§ **Actions to take**
a) In the article on Market Basket's OSHA settlement, what amount had OSHA originally fined the company?
b) Carry on the article about Market Basket's safety settlement with OSHA from its last sentence.

A New England supermarket chain will pay $400,000 in fines, hire a full-time safety officer and make other improvements in a settlement with OSHA. The agency said the company failed to protect and train its employees.
Market Basket settled the case after OSHA sought a court order to force the company to comply with safety regulations at its 60 locations.
OSHA had fined Market Basket $589,200 after inspections at its stores in Rindge and Concord, NH. The amount the company has agreed to pay reflects a 32% reduction in the original fines. The case gained attention after reports that management at the Rindge store had taken an injured worker who fell 11 feet onto a concrete floor, put him in a wheelchair and left him on a receiving dock to wait for a relative to take him to the hospital.
Market Basket was fined for:
- exposing workers to fall hazards from unguarded, open-sided work and storage areas, including lofts and the tops of produce coolers and freezers, and
- failing to protect employees in the produce, deli and bakery departments from cut hazards from knives and other instruments by not conducting job hazard analyses that would have identified the need for hand protection. In 2006, after being cited by OSHA, Market Basket had agreed to complete job hazard analyses in all its stores but failed to do so.

§ **Data excerpts**
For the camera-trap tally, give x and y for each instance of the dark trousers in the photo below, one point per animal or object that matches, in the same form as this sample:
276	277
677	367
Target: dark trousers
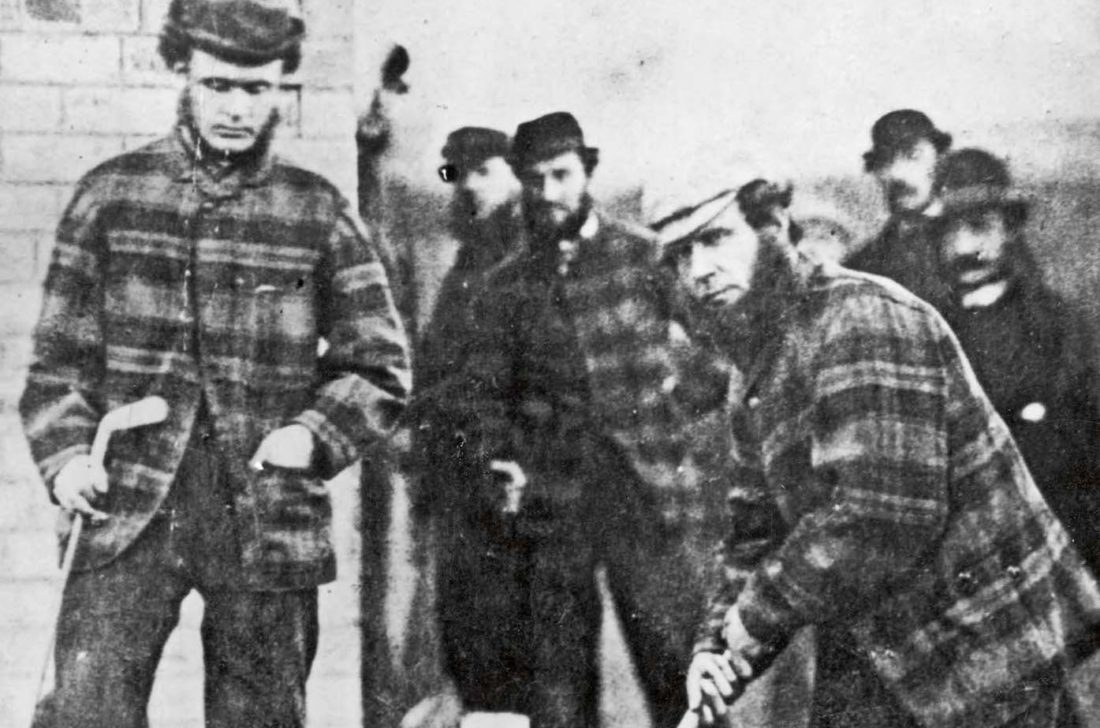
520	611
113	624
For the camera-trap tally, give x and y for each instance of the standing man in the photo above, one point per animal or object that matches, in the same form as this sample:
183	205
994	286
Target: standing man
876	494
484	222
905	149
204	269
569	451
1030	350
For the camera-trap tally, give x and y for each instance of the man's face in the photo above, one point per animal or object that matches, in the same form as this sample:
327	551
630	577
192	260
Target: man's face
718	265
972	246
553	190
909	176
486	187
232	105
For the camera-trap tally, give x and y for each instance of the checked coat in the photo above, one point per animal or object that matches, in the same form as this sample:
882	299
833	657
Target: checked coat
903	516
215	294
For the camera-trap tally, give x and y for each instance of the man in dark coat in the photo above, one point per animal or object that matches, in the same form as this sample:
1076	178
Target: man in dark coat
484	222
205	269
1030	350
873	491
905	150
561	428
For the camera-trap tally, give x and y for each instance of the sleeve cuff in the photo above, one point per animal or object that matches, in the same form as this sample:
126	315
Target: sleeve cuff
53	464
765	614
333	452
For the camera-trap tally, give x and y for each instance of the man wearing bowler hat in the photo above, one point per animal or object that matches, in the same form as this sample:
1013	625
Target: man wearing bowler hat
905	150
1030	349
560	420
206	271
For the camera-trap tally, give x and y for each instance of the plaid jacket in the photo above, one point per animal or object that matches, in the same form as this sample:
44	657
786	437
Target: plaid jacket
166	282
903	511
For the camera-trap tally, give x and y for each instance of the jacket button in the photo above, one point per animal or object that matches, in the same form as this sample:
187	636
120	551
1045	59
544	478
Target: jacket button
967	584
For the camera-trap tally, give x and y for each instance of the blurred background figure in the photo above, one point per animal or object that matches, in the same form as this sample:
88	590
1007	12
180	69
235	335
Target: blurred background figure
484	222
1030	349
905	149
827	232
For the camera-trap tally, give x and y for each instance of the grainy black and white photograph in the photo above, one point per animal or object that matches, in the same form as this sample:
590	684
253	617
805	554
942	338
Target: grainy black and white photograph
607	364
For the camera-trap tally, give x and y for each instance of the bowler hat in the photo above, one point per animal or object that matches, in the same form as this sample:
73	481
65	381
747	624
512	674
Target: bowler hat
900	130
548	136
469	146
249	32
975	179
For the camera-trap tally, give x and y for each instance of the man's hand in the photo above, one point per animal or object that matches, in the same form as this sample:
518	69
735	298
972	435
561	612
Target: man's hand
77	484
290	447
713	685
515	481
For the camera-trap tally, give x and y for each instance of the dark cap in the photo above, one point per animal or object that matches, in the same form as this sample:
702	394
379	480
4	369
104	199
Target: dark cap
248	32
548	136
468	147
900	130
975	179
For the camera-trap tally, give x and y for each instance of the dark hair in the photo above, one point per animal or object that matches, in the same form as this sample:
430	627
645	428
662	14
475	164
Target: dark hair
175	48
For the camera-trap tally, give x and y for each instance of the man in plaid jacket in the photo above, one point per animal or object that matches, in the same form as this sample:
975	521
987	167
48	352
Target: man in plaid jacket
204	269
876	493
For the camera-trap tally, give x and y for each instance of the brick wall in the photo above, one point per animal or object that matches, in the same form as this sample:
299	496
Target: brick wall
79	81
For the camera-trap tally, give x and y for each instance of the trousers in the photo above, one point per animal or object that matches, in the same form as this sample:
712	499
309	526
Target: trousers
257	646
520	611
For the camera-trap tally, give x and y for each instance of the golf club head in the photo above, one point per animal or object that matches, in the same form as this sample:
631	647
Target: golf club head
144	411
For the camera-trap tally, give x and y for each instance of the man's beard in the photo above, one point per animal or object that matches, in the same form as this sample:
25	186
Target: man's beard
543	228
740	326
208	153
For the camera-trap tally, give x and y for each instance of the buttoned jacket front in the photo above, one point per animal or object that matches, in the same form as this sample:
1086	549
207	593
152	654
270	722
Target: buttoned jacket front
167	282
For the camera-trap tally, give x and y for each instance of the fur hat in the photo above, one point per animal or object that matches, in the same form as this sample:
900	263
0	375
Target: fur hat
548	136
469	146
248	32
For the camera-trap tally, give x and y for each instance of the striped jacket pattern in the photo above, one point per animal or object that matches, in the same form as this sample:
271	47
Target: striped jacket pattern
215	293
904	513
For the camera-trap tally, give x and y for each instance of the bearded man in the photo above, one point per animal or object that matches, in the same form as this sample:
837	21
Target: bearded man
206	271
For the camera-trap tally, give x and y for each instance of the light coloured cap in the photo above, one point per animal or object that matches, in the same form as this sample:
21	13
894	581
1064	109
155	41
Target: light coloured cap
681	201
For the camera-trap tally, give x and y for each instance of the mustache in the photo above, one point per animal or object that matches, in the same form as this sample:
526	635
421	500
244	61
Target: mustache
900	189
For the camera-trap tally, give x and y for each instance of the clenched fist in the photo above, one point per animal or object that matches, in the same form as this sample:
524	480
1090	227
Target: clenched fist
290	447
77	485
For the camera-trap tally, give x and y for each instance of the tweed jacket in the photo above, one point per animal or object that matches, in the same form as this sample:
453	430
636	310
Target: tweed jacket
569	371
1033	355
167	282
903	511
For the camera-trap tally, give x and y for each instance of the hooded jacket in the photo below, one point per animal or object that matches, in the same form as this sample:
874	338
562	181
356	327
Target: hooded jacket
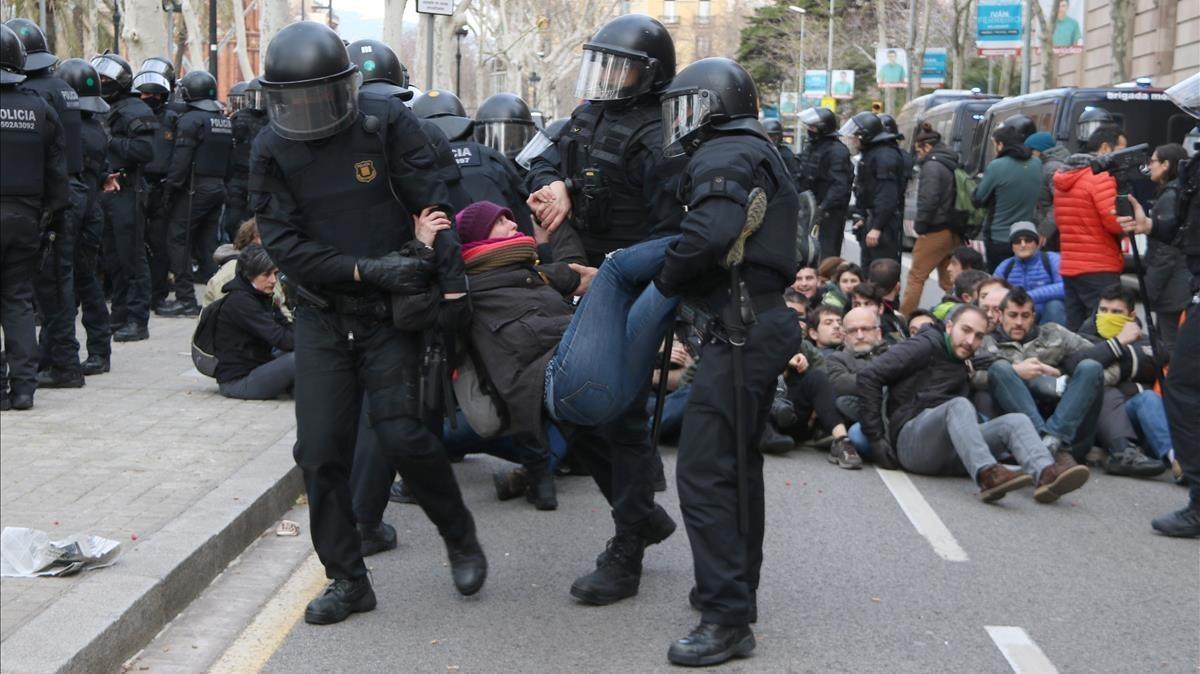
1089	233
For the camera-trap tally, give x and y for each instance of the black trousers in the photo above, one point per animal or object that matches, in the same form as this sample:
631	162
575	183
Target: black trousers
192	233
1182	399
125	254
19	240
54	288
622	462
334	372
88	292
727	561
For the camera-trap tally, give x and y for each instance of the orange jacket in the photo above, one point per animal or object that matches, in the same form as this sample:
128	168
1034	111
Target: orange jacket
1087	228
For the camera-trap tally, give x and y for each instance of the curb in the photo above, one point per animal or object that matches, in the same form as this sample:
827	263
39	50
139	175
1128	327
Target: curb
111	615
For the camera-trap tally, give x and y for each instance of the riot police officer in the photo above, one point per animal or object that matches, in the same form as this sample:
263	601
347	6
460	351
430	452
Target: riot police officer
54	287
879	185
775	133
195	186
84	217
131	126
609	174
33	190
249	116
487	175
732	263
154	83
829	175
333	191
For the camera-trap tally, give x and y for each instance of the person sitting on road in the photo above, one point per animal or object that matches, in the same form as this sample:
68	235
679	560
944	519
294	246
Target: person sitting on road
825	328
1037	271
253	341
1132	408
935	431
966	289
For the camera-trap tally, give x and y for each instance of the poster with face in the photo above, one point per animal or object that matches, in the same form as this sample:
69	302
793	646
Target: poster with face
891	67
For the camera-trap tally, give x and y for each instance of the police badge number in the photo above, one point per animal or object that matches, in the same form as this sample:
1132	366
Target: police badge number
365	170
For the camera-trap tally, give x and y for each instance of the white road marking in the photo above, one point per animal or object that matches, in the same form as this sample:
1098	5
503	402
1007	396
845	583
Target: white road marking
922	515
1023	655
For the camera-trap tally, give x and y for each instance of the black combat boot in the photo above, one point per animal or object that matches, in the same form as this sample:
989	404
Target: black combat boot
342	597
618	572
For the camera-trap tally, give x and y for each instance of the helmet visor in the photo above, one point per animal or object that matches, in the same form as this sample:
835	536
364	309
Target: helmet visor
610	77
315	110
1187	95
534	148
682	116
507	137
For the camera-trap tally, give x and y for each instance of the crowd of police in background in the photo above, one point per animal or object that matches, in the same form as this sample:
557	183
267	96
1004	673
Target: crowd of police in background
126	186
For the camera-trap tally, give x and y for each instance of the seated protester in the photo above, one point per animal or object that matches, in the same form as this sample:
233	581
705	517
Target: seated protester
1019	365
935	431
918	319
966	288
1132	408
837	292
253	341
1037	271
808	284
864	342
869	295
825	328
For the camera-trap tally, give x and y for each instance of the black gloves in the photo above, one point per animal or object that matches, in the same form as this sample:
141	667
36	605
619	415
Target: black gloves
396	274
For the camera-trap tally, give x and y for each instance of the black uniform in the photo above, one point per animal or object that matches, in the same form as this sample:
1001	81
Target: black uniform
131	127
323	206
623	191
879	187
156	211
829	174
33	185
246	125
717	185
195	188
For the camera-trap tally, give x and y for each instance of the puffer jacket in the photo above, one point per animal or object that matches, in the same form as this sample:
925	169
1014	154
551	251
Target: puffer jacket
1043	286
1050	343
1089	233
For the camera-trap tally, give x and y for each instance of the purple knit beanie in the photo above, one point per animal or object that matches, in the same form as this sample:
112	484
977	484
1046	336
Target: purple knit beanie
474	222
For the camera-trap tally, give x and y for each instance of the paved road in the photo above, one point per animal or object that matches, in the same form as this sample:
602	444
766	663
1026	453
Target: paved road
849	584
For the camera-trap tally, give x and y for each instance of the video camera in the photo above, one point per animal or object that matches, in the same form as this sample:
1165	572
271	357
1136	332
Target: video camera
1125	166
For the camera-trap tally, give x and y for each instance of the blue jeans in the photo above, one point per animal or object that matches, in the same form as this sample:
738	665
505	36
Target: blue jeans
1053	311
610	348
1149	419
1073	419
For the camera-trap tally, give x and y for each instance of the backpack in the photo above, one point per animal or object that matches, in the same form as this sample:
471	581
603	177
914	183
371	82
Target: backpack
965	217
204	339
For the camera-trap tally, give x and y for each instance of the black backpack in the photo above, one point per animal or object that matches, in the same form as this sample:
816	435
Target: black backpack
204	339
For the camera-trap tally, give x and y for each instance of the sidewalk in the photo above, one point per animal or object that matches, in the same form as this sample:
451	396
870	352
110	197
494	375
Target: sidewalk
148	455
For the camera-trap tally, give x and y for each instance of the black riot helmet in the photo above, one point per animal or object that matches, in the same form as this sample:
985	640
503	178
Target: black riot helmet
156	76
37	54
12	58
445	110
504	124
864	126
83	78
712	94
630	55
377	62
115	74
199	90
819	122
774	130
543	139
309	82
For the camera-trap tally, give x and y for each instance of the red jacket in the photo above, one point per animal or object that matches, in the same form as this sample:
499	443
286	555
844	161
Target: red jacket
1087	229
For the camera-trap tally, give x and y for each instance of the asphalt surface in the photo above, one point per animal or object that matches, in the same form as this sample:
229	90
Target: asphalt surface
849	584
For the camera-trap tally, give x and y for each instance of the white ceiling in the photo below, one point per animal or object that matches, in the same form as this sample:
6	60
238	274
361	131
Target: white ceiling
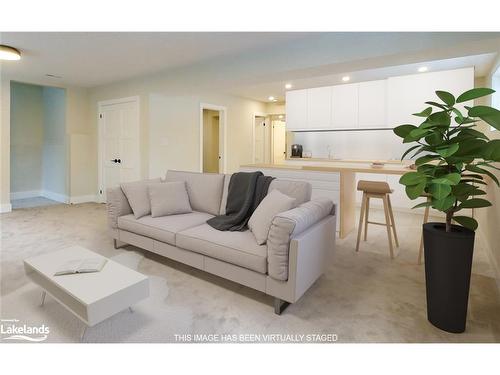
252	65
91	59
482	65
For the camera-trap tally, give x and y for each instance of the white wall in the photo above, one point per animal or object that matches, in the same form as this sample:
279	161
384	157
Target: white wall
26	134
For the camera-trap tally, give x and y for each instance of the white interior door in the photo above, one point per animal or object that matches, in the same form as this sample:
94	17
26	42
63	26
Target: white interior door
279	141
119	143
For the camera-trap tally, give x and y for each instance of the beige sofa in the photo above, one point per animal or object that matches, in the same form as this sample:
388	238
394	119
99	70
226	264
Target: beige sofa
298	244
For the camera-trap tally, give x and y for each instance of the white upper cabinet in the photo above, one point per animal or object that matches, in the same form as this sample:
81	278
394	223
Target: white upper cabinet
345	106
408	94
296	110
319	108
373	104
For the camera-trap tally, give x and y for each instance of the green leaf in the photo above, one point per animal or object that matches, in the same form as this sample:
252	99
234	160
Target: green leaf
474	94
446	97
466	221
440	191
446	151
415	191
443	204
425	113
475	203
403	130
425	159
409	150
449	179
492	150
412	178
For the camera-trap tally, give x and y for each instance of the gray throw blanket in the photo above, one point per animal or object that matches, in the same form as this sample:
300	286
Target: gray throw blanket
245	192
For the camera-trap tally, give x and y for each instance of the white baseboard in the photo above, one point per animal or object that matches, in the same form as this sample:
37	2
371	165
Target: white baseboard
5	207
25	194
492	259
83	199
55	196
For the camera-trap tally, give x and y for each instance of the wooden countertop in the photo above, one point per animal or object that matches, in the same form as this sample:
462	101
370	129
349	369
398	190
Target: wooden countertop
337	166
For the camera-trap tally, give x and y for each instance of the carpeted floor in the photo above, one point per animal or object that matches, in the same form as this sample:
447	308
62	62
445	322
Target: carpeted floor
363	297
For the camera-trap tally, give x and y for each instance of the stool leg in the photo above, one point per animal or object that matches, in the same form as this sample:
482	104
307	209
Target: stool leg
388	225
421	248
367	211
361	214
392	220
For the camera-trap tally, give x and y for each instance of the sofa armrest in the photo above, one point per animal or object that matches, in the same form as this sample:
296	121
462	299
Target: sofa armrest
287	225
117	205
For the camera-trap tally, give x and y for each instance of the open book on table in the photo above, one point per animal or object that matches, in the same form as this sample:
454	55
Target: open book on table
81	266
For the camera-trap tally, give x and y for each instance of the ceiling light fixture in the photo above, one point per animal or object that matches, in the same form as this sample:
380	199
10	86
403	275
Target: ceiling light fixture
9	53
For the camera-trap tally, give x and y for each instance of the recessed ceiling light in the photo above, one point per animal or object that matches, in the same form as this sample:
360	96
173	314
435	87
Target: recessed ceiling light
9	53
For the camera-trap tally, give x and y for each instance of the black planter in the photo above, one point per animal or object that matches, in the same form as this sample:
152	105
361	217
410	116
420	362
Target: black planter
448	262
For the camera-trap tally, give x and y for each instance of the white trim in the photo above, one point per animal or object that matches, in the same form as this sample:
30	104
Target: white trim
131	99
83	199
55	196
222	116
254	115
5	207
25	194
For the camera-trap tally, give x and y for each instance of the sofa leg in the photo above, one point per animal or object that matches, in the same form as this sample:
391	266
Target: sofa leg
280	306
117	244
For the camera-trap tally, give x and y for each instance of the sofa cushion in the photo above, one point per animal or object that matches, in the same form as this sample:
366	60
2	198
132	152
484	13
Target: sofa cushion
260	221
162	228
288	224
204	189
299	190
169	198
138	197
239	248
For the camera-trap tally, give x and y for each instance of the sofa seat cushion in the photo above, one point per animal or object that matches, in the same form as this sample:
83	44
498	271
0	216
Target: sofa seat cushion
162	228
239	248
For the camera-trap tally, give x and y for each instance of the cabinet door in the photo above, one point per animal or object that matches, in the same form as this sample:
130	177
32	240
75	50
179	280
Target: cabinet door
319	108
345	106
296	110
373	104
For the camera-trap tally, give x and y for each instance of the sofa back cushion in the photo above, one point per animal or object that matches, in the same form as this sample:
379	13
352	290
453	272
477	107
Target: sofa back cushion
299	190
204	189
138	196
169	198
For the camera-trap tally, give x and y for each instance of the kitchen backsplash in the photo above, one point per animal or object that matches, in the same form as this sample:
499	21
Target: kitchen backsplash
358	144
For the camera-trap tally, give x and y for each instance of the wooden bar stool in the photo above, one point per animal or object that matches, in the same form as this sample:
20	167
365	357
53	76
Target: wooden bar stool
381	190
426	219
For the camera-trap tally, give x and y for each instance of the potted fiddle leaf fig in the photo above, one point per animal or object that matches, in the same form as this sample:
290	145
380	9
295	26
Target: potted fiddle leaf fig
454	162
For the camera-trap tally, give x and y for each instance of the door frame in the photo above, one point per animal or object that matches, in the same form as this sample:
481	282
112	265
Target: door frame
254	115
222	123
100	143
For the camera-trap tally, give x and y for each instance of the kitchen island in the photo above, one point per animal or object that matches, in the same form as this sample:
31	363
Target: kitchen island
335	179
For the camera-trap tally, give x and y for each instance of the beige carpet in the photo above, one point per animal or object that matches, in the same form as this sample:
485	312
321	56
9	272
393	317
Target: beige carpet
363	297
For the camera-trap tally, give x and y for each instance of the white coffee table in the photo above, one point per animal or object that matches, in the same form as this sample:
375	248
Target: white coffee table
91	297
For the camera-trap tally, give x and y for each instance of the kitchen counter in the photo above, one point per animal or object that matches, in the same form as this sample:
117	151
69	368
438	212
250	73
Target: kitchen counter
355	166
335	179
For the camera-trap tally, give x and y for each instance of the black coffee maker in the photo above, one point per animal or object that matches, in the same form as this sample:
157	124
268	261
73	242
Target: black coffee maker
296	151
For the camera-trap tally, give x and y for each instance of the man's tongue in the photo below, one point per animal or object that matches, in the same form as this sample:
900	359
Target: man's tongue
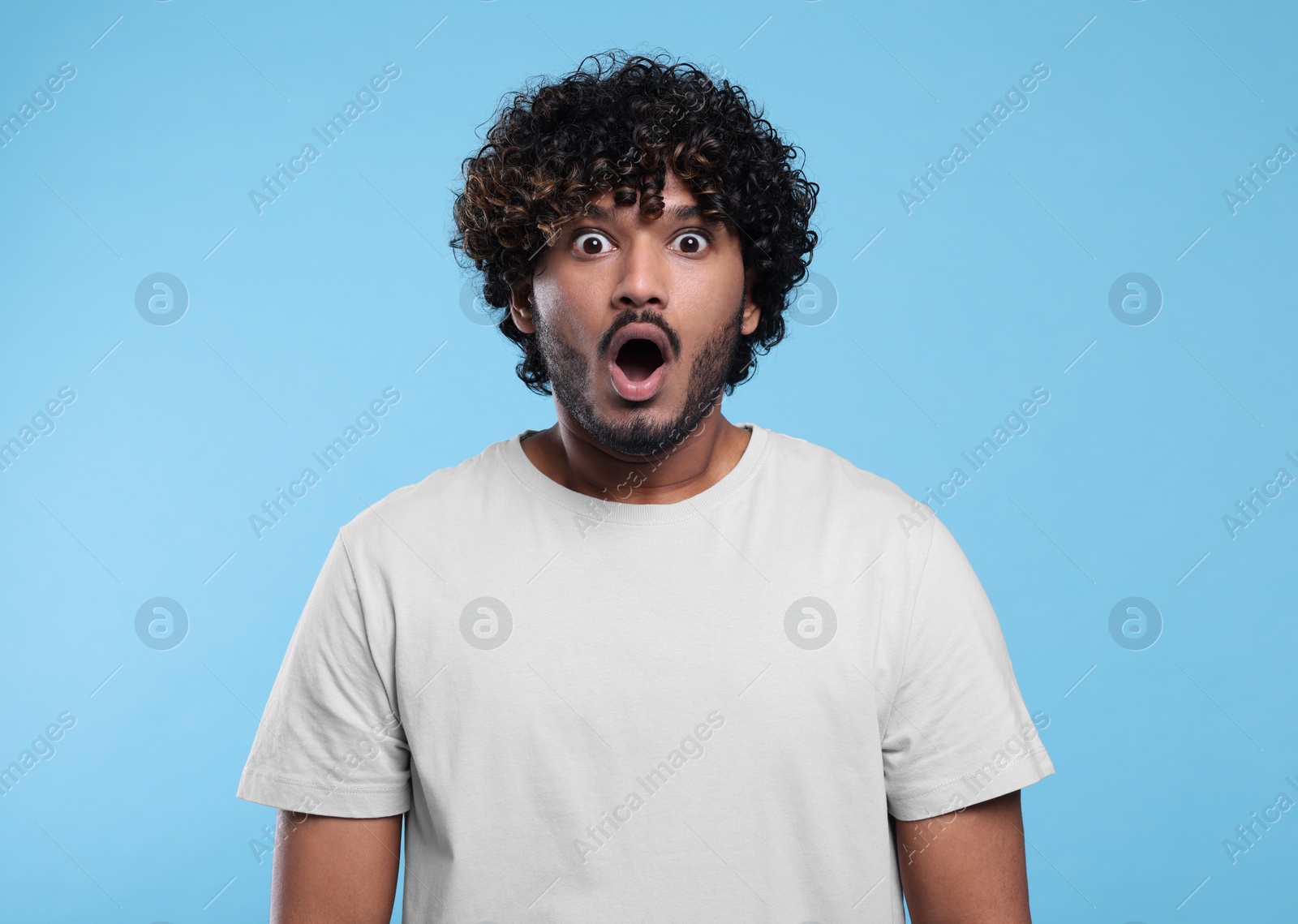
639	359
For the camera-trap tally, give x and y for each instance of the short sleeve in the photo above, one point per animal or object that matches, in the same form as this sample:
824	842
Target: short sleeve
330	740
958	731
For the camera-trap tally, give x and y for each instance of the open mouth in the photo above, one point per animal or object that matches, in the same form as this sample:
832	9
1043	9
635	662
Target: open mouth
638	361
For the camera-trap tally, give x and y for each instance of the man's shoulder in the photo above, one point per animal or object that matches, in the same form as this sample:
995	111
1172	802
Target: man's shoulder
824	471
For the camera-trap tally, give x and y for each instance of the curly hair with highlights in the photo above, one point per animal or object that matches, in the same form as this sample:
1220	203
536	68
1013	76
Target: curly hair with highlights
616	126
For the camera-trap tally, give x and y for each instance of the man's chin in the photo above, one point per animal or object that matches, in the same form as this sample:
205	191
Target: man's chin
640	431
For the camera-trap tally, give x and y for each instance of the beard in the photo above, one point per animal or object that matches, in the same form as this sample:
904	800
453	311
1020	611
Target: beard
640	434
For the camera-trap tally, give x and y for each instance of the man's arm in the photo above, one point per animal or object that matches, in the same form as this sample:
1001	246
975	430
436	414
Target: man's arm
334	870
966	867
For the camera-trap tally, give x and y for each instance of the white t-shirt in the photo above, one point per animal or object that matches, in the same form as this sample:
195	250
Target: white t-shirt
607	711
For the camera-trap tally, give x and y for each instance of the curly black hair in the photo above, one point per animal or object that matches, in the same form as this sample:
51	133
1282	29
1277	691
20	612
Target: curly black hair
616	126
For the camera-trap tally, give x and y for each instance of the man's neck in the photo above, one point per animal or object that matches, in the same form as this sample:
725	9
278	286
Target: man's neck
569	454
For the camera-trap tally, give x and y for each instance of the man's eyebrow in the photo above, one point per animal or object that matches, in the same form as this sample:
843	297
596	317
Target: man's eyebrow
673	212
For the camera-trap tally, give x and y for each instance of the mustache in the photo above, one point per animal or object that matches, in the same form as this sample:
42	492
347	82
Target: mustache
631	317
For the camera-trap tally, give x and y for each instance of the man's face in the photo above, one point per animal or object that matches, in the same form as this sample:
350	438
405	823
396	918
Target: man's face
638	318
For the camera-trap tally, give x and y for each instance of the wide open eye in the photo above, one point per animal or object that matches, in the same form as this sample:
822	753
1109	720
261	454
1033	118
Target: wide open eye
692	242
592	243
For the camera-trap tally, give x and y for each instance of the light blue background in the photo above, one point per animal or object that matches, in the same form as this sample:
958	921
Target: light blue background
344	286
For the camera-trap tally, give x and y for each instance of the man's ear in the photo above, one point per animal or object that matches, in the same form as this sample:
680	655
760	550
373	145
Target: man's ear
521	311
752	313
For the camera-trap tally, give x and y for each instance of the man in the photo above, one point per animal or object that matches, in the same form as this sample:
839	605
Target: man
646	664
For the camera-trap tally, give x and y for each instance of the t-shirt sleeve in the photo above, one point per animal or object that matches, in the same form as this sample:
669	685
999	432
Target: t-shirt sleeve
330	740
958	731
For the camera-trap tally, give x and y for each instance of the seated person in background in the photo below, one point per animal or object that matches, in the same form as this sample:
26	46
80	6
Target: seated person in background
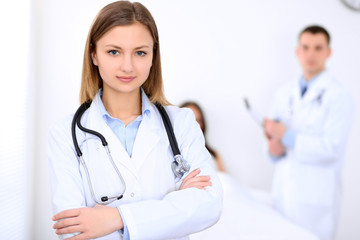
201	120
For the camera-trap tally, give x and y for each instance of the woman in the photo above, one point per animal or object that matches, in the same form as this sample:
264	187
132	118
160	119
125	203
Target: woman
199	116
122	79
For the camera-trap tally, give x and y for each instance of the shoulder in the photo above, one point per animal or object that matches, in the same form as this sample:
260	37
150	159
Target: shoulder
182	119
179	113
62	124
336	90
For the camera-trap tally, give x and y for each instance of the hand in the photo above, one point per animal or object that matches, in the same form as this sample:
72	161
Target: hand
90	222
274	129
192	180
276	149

§ **Task-by-task answers**
a) $589,200

b)
In a four-year period, employees at two Market Basket stores sustained at least 40 recorded hand lacerations.
Under the settlement, the grocery chain has agreed to establish:
- a written safety and health program for each workplace as well as a system to identify hazards
- a written disciplinary program for all employees, including managers
- a safety and health liaison for each supermarket department
- formal safety and health training for all new employees and yearly training for all employees, and
- annual performance reviews for store and department managers that include a safety and health evaluation.